◆ **Passage given**

Most of the tools are available in bin/ or bin_arch2/ after compilation, and the scripts are in the auxi/ directory. These tools are integrated into the SDA7 software, and use many classes defined in the library libsda.so.

However, a few programs have not yet been integrated and are only copies from SDA 6. Their source codes are in auxi/. When using these tools, be aware that they use a static allocation of memory and often define their own parameters (e.g. van der Waals radii).

Several examples of tools usage can be found in the folders with the exemplary runs.

If you need help, a full description of each tool with a list of arguments is provided by executing the program without any arguments!

Analysis tools

auxi/Bootstrap_multiCPU.py

Analyze output when the bootstrap option is activated in the SDA input file.
This tool calculates the average and standard deviation from a single simulation and can be applied to:

Association rate constant
Electron transfer rate constant
First passage time (under testing)

Bootstraping is a statistical method based on the resampling of the original data.
A simple implementation is used to obtain the standard deviation, it typically requires 100-200 resamples.
Its usage and advantages are demonstrated in the Barnase-Barstar association rate example.

The tool has dependencies on some python libraries (numpy and multiprocess).

clustering programs (for the two solute case)

These are used for the analysis of solute-solute or solute-surface docking results from the complexes files.

There are 2 algorithms available for clustering the docking results:

auxi/clust : an average-linkage algorithm
auxi/k-mean.py : a K-Mean algorithm

More details are available on the Clustering page.

auxi/myClustering_complexes-SDA7.py

A postprocessing script that allows to combine encounter complexes with a post-simulation defined RMSD threshold (default is 3 Å)

◆ **Task to complete**
Resume the passage describing the SDA7 tools and scripts, continuing its text from the point at which it stops.

◆ **Recorded information**
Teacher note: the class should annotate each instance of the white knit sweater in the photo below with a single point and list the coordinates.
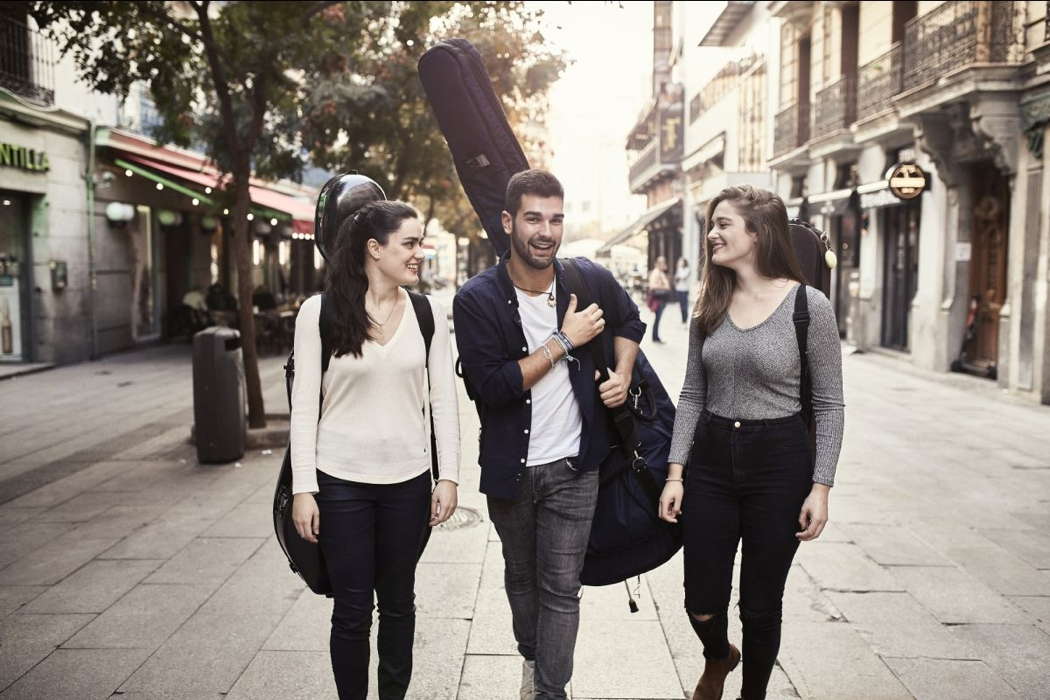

◆ **Reply**
cluster_sdamm

Converts a trajectories file from an SDAMM simulation with surface into a complexes file of complexes between the surface and a specified type of solute.

contacts_sdamm

Analyze contacts between solute pairs, based on an SDAMM trajectory file.

energy_analyze

Analyze energies (get average values) from a trajectory file.

get_adsorption_levels.py

Count and plot, as a function of time, the number of solutes whose center is within a specified distance of a surface. This python script is in the auxi/adsoroption subdirectory and cann be called using the shell script analyze.sh in the same directory.

nos2rates

Extract data on association rates from the main sda output file (k_on and electron transfer rates). Standard deviations from different runs are computed if multiple outputs are provided

rdf

Calculate radial distribution functions from an SDAMM trajectory file. For simulations which contain more than one type of solute, the distribution of one solute type around another type can be calculated.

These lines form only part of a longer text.